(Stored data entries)
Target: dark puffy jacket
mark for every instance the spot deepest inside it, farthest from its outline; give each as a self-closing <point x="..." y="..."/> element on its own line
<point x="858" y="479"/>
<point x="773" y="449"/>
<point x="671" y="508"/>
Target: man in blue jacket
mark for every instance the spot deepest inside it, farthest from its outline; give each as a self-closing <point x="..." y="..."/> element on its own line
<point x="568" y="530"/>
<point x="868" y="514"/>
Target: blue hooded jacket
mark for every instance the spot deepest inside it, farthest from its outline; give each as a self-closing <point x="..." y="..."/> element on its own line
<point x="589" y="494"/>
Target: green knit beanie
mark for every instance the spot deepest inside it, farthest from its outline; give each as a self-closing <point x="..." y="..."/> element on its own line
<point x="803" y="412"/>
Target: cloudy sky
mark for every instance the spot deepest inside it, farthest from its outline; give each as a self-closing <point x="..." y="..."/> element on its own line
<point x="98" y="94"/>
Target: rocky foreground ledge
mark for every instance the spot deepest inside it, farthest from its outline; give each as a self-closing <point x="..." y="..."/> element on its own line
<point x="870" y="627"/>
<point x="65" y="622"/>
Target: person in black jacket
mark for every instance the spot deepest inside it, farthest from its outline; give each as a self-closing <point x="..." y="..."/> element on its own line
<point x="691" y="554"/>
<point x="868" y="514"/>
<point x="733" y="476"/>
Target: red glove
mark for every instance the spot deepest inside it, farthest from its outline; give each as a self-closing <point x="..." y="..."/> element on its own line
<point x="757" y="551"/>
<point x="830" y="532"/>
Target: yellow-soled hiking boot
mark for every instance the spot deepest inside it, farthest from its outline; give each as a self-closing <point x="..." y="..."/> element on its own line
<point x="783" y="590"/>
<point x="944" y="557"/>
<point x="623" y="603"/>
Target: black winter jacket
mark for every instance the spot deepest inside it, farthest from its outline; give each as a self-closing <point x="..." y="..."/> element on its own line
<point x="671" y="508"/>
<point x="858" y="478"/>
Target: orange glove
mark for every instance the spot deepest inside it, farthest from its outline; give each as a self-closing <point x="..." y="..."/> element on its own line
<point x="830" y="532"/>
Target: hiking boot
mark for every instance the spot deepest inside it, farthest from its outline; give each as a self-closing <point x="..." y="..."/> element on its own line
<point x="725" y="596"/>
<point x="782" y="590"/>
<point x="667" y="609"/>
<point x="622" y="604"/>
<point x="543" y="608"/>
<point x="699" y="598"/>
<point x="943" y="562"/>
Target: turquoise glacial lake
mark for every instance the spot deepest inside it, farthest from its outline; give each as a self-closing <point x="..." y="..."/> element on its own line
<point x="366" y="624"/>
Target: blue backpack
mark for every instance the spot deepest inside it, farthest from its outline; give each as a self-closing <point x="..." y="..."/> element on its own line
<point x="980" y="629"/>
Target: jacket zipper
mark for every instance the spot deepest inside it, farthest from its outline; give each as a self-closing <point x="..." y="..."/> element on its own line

**What this task involves:** Please find every line in the records above that holds the word "jacket" and copy it.

**Output below:**
Target: dark puffy jacket
Target: man in blue jacket
Target: blue hooded jacket
Target: person in black jacket
Target: black winter jacket
Target: jacket zipper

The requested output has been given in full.